Source text:
Gie-Ming longed to lace up his Nikes and play this fantastic game, with the jumping and running and shooting, but there was one problem: He had never picked up a ball in his life. So he poured over old videotapes, studying Magic and Kareem, Larry and Isaiah, teaching himself the game like a scientist who had just discovered a new species.
“I got my hook shot from Kareem,” Gie-Ming says. He’s 5-foot-6.
Although his chance at basketball glory had surpassed him, Gie-Ming decided that his children were going to grow up knowing the game. He took his oldest son, Joshua, to the YMCA to play pick-up with him, and as soon as they could walk, Jeremy and youngest son Joseph came along too.
Here they were, this family of a 5-6 Taiwanese immigrant, playing together at the ‘Y’. Drilling for hours and learning the fundamentals of the game through their father’s old NBA videotapes.
As O’Neill wrote, “Forget that all of those players on the videotapes had long since retired, that the guy with Kareem’s hook shot wouldn’t hit Abdul-Jabbar’s armpit.”
This was the American dream turned family obsession. The boys loved basketball and like their father, began to develop a thirst for the game that defined them just as much as their success in the classroom.
Joshua became a star player at Henry M. Gunn High School in Palo Alto. Joseph also played there.
And Jeremy? Well, Jeremy was special. He grew to 6-3, had a killer jumper and an innate ability to make plays off the dribble. He could shoot like Larry, attack the rim like Jordan, and ran the pick and roll like it was invented just for him. He was an incredibly smart player, and had developed that unique feel for the game, something not many players have. Like the rest of his family, he was also a gifted student, so when Harvard offered him the opportunity to play Division 1 basketball, he jumped on it.

Directive A: In the basketball passage, print the part that opens with the words containing "Here they were, this" and closes with "old NBA videotapes.".
Directive B: According to the basketball passage, why did Gie-Ming study old videotapes? Answer in one to three sentences.
Directive C: Turn the paragraph of the basketball passage beginning "And Jeremy? Well, Jeremy was special." into a short bulleted list that keeps its main facts.

Source data:
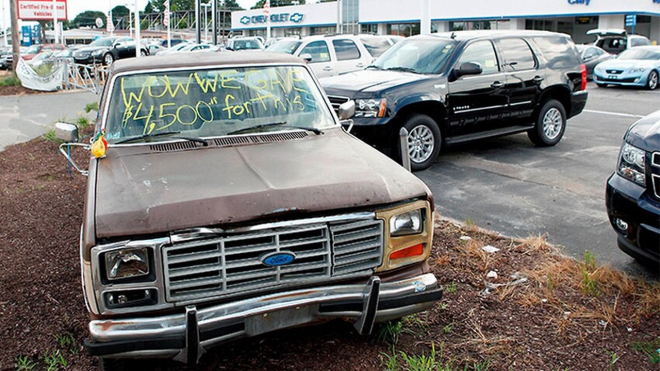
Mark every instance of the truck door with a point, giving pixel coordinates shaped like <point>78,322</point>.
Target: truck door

Reply A:
Here they were, this family of a 5-6 Taiwanese immigrant, playing together at the ‘Y’. Drilling for hours and learning the fundamentals of the game through their father’s old NBA videotapes.

Reply B: Gie-Ming longed to play basketball but had never picked up a ball in his life. He studied tapes of Magic, Kareem, Larry and Isaiah to teach himself the game.

Reply C:
- Jeremy was special.
- He grew to 6-3.
- He had a killer jumper and could make plays off the dribble.
- He could shoot like Larry, attack the rim like Jordan, and run the pick and roll as if it were invented for him.
- He was a very smart player with a rare feel for the game.
- Like the rest of his family, he was a gifted student.
- When Harvard offered him the chance to play Division 1 basketball, he jumped on it.